_DATA SUPPLIED:_
■ ■ ■ ■ ■
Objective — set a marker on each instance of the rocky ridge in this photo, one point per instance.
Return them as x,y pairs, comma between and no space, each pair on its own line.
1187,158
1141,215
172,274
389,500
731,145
■ ■ ■ ■ ■
_EXERCISE INSTRUCTIONS:_ Substitute "stone ridge" for "rocky ridge" in the items above, and leave everything else unchanged.

_RESULT OF THE TASK:_
Objective — set a marker on each instance of the stone ridge in this photo, one point per instance.
Return them as x,y pairs, comma between and no space, each pair on its own line.
1187,158
1141,215
172,274
389,500
731,145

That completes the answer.